Exactly as written, give back every record below.

━━━ GIVEN RECORDS ━━━

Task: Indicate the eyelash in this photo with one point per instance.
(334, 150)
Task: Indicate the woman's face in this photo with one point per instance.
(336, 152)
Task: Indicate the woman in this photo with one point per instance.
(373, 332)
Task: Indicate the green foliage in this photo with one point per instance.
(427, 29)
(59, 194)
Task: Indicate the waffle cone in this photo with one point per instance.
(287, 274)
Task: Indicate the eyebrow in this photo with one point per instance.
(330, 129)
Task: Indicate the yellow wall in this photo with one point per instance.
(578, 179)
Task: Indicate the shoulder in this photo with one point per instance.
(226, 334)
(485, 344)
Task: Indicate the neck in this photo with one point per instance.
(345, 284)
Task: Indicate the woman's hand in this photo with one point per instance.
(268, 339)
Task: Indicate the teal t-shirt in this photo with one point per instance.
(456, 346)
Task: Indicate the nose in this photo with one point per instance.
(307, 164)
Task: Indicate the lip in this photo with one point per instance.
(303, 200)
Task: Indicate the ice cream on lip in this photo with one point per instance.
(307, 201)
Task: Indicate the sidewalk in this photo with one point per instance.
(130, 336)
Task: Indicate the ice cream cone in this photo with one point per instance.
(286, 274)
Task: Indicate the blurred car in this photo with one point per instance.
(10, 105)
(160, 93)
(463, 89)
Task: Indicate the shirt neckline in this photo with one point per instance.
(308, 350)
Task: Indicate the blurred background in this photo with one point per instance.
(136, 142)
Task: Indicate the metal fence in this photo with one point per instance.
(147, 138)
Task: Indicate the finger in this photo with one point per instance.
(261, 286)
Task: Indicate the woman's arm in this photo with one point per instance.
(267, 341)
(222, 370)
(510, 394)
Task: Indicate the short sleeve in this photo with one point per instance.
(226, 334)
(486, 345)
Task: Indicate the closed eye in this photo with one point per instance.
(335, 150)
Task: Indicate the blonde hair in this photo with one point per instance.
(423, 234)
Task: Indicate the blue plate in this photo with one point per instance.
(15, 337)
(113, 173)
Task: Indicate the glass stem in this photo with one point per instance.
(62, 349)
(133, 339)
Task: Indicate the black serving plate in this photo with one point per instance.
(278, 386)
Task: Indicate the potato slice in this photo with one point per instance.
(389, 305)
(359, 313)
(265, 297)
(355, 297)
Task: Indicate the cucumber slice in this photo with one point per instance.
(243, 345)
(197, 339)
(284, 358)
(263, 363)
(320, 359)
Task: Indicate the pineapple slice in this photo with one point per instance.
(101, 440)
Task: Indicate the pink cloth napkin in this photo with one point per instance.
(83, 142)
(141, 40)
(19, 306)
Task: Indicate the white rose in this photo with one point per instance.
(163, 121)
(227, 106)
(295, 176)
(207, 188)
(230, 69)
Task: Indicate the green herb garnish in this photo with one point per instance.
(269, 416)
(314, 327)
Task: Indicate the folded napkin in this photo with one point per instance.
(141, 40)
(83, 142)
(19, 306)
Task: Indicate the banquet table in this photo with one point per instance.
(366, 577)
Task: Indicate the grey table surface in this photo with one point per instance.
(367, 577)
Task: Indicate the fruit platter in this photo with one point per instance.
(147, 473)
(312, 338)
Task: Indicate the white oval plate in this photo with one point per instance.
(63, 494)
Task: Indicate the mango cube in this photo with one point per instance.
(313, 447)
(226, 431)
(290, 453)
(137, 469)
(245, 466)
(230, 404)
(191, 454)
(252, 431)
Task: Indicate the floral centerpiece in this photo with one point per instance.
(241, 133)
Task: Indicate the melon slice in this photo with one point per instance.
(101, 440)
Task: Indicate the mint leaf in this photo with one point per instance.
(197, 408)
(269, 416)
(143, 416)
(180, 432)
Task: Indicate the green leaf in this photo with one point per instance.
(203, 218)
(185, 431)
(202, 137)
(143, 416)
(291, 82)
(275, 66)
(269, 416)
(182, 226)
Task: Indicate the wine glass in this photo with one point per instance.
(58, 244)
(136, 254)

━━━

**RESPONSE FOR THIS EXERCISE:**
Task: Indicate the eyelash in this photo with one point per instance.
(334, 150)
Task: Indicate the woman's face in this photo with one point per instance.
(336, 152)
Task: Indicate the woman in this photo with one point per instance.
(373, 332)
Task: Indicate the green foliage in this photo with one point per instance.
(427, 29)
(59, 194)
Task: Indicate the waffle cone in this photo with one point per instance.
(287, 274)
Task: Indicate the eyebrow in this photo with one point per instance.
(330, 129)
Task: Indicate the yellow wall in this photo with one point per instance.
(578, 179)
Task: Indicate the shoulder in this photo with one point per instance.
(226, 334)
(485, 344)
Task: Indicate the neck in this photo with one point per instance.
(345, 284)
Task: Indicate the woman's hand in this photo with one point per instance.
(268, 339)
Task: Indicate the teal t-shirt in this photo with one point per instance.
(456, 346)
Task: Indicate the nose in this photo with one point per instance.
(307, 164)
Task: Indicate the lip in this photo with one point per instance.
(303, 200)
Task: Indicate the ice cream on lip in this photo with one point per instance.
(307, 201)
Task: Indicate the sidewalk in this photo with one point per instance.
(130, 336)
Task: Indicate the ice cream cone in this photo with one point per instance.
(286, 274)
Task: Indicate the blurred car in this photo with one point per instance.
(10, 105)
(160, 93)
(463, 89)
Task: Indicate the shirt neckline in this photo with one point per instance.
(308, 350)
Task: Indicate the blurred background in this photo with one point per instance.
(136, 142)
Task: Indicate the metal fence in this photo with one point per instance.
(147, 138)
Task: Indicate the finger in this photo with one point per instance.
(261, 286)
Task: Indicate the woman's arm in this photo with one point per instance.
(267, 341)
(222, 370)
(510, 394)
Task: Indicate the short sleeve in this photo with one point per instance.
(226, 334)
(486, 345)
Task: Indicate the closed eye in this photo with one point per instance.
(335, 150)
Task: Indicate the blonde hair in this photo with one point per instance.
(423, 234)
Task: Indicate the blue plate in this photo with one point per instance.
(15, 337)
(113, 173)
Task: Indicate the glass stem in this photo with one point per instance.
(62, 349)
(133, 339)
Task: Indicate the black serving plate in this photo with one point per instance.
(278, 386)
Task: Indicate the potato slice in this photo with one point per instance.
(389, 305)
(359, 313)
(265, 297)
(355, 297)
Task: Indicate the cucumber slice in this photo with one point per instance.
(243, 345)
(197, 339)
(284, 358)
(263, 363)
(320, 359)
Task: Indicate the pineapple slice in this photo with one point per instance.
(101, 440)
Task: Indicate the pink cloth napkin in this photo with one point per instance.
(83, 142)
(141, 40)
(19, 306)
Task: Indicate the white rose in this photo with one point per instance.
(163, 121)
(227, 106)
(295, 176)
(207, 188)
(230, 69)
Task: Indicate the green herb garnish in this photo with one point per instance.
(269, 416)
(314, 327)
Task: Indicate the folded napkin in this photo with one point per instance.
(141, 40)
(83, 142)
(19, 306)
Task: Indicate the banquet table in this photo with one point per instance.
(366, 577)
Task: Indicate the grey table surface in this photo with one point per instance.
(367, 577)
Task: Indicate the fruit platter in this photo with one point per instance.
(147, 473)
(312, 338)
Task: Indicate the white oval plate in this photo with one point per instance.
(63, 494)
Task: Indicate the mango cube in this photo with one point per instance.
(313, 447)
(226, 431)
(290, 453)
(137, 469)
(245, 466)
(230, 404)
(191, 454)
(252, 431)
Task: Indicate the floral centerpiece in this photo with one point per instance.
(241, 133)
Task: Indicate the melon slice in this photo with one point per instance.
(101, 440)
Task: Indicate the mint leaf in this photo with one point per instance.
(197, 408)
(269, 416)
(143, 416)
(180, 432)
Task: Indicate the green leaf in this photo with one point per instance.
(203, 218)
(185, 431)
(202, 137)
(143, 416)
(291, 82)
(275, 66)
(269, 416)
(182, 226)
Task: Indicate the wine glass in this photo with one point per instance.
(58, 244)
(136, 254)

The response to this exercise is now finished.